### ÜBUNGSTEXT

Verhandlungen müssten in jedem Fall auch Jerusalem betreffen, „ein harter Brocken“, meint der Nuntius wörtlich. Sowohl Israel als auch die Palästinenser erheben einen Alleinanspruch auf die heilige Stadt als jeweiligem Regierungssitz. Der Heilige Stuhl versucht auf diplomatischen Weg, für einen internationalen Sonderstatus für Jerusalem Stimmung zu machen. Papst Benedikt XVI. hatte bei seinem Besuch im Heiligen Land das höchst heikle Thema Jerusalem ausgespart, dafür aber gleich die erste Ansprache auf israelischem Boden genutzt, um für die Zwei-Staaten-Lösung zu werben. Doch ohne internationalen Beistand ist das nicht zu machen, meint der Nuntius:

„Wenn die Verhandlungen wieder aufgenommen werden, wenn die internationale Gemeinschaft Garantien gibt und sich wirklich einsetzt, könnte sie sicherstellen, dass die Identität beider Staaten respektiert wird. Dem Staat Israel muss garantiert werden, dass auch die Staatengemeinschaft seine Grenzen schützt. Und dem palästinensischen Volk muss garantiert werden, dass seine Identität und seine Bestrebungen, ein wirklicher Staat und eine Heimat für dieses Volk zu sein, ohne Einschränkungen geschützt wird. Denn heute würde niemand akzeptieren, ein Staat zweiter, dritter, vierter Klasse zu sein.“

Ohne gegenseitigen Respekt für die jeweilige Identität des anderen ist der Friede zwischen Israelis und Palästinensern, zwischen Juden und Moslems mit einer winzigen christlichen Minderheit dazwischen schlechterdings nicht zu bewerkstelligen, sagt der Nuntius. Der Papst habe das in eindringlichen Worten klar gemacht.

######

**AUFGABEN:**
(1) Nenne alle Klassen, die laut dem Zitat des Nuntius im Übungstext heute kein Staat für sich akzeptieren würde.
(2) Gib den Abschnitt des Übungstexts von „Ohne gegenseitigen Respekt“ bis „Worten klar gemacht.“ unverändert aus.

### VERFÜGBARES MATERIAL

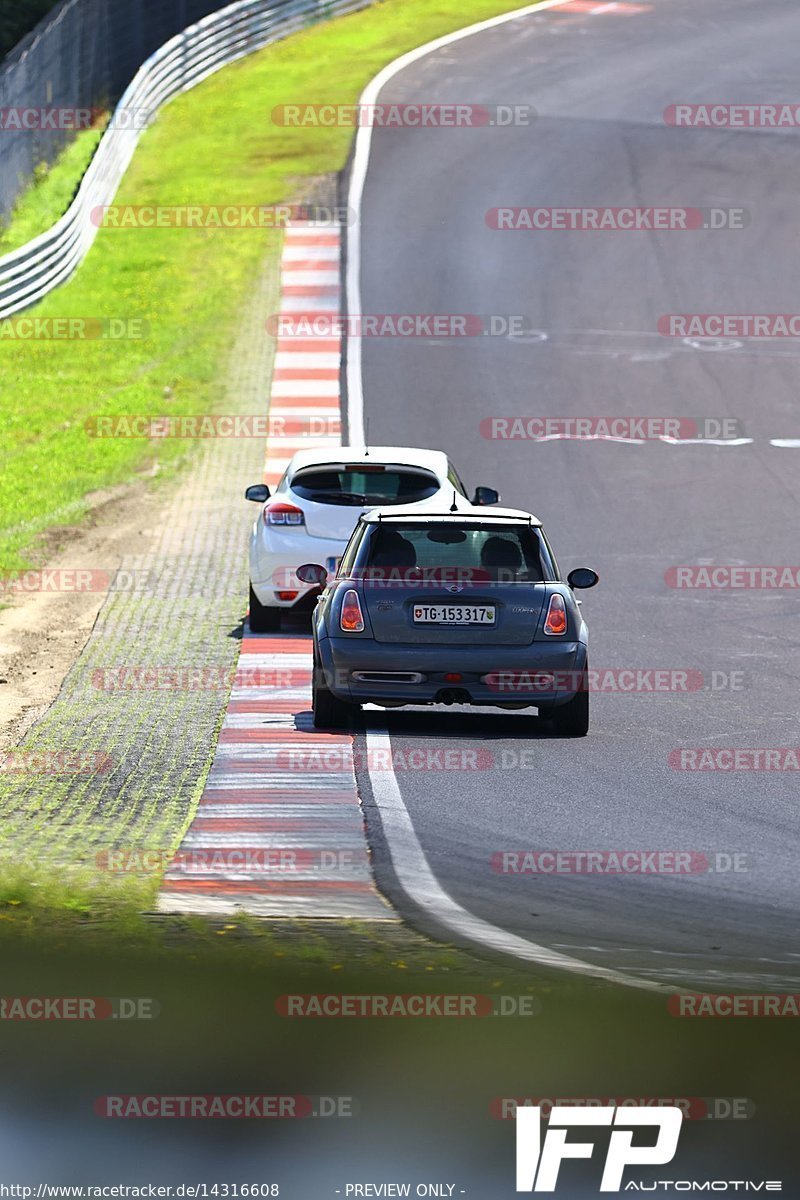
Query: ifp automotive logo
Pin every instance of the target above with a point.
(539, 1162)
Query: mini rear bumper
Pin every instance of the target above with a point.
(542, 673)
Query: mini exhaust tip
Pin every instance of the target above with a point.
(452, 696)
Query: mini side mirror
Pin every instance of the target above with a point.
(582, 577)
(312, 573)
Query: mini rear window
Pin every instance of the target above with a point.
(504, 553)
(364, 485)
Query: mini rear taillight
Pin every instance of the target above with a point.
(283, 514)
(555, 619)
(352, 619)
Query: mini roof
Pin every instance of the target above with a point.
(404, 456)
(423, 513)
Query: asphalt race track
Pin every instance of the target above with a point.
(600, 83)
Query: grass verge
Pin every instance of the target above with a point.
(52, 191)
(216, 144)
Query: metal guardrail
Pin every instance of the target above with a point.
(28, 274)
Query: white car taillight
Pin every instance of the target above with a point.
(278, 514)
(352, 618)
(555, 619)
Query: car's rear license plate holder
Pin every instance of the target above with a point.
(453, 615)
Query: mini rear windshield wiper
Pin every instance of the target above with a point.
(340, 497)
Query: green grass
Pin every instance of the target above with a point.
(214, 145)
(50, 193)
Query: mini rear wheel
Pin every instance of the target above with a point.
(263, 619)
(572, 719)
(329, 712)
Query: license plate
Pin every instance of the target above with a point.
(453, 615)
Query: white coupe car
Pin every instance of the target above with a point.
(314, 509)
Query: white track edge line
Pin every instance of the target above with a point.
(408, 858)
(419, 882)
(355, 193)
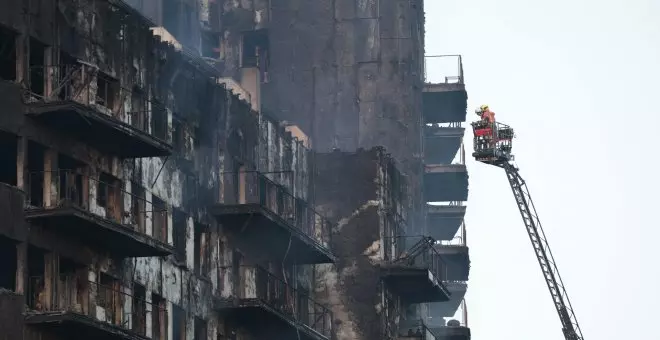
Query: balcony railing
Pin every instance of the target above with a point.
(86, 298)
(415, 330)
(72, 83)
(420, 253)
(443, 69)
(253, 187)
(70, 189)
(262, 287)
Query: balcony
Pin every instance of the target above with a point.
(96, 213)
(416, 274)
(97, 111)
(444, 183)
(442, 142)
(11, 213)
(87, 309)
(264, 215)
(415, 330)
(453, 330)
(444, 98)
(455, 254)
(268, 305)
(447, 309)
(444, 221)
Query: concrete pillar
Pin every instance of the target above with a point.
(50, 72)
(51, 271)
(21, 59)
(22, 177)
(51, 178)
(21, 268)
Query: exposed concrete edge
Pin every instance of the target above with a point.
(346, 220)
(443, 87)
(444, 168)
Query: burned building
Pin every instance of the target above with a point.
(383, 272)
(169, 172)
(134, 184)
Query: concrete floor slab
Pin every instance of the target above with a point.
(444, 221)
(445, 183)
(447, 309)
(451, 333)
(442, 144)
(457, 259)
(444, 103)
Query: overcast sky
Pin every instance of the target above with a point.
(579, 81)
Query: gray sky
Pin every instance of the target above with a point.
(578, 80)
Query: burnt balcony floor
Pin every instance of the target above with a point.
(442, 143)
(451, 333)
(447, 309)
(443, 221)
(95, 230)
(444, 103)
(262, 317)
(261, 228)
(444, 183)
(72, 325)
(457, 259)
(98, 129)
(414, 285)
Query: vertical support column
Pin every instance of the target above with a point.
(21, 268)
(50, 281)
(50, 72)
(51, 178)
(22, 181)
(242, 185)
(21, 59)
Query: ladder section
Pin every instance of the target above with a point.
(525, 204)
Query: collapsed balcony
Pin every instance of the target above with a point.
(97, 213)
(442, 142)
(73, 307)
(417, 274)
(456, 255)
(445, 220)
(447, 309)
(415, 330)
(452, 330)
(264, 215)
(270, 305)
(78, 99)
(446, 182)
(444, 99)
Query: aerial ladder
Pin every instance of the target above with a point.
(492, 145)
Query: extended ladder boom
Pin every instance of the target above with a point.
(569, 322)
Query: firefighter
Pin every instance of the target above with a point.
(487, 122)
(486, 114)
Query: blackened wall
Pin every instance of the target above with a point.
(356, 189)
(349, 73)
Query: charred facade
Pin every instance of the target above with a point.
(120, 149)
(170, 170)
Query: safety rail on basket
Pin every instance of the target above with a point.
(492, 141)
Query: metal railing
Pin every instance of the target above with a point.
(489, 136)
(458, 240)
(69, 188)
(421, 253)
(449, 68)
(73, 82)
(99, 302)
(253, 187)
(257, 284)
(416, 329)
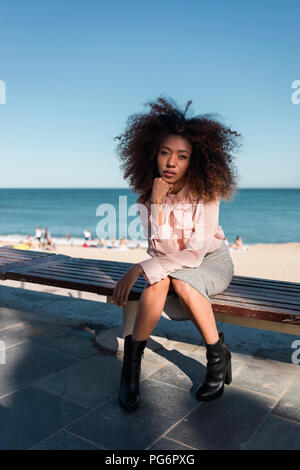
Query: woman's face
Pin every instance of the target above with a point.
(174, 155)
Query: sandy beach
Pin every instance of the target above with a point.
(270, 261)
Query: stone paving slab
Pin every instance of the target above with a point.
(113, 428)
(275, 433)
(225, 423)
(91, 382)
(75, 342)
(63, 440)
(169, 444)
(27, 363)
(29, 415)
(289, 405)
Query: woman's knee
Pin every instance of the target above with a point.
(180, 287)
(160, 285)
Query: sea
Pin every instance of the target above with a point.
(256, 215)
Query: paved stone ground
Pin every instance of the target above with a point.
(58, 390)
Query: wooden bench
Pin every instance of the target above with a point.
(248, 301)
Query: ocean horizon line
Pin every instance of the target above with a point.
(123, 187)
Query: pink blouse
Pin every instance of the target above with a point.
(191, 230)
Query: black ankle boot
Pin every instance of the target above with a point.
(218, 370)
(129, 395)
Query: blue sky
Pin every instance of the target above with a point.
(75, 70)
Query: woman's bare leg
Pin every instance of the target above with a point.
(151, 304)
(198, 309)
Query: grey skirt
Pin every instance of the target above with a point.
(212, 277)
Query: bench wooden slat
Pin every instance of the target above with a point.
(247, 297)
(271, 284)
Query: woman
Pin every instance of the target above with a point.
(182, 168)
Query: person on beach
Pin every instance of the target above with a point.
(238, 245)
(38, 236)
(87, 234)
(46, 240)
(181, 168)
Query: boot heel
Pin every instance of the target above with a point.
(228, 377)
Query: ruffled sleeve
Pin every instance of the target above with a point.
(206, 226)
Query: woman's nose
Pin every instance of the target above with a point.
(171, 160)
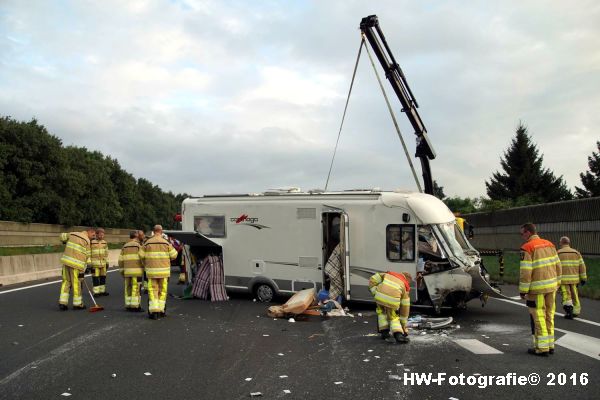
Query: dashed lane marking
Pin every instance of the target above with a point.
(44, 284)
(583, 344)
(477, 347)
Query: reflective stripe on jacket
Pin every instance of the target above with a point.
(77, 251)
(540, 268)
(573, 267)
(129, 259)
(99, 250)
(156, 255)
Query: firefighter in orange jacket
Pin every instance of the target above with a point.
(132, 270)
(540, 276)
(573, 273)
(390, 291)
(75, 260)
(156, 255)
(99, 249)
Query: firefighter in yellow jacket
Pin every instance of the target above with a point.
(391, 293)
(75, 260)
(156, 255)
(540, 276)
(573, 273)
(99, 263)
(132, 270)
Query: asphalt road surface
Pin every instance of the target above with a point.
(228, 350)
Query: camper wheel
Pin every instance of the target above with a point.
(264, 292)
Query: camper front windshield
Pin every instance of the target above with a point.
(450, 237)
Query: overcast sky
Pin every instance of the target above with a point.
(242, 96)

######

**NUMMERIERTE ANTWORTEN:**
(1) zweiter Klasse, dritter Klasse, vierter Klasse

(2)
Ohne gegenseitigen Respekt für die jeweilige Identität des anderen ist der Friede zwischen Israelis und Palästinensern, zwischen Juden und Moslems mit einer winzigen christlichen Minderheit dazwischen schlechterdings nicht zu bewerkstelligen, sagt der Nuntius. Der Papst habe das in eindringlichen Worten klar gemacht.